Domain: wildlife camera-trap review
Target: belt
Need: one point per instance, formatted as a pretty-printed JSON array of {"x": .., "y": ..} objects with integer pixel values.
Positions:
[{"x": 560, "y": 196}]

##############################

Written problem —
Reproduce the data above line for line, with no changes.

Exercise response —
Domain: wildlife camera-trap review
Target: belt
Need: one point per instance, formatted as a pretty-printed JSON array of {"x": .., "y": ..} objects with integer pixel values.
Positions:
[{"x": 560, "y": 196}]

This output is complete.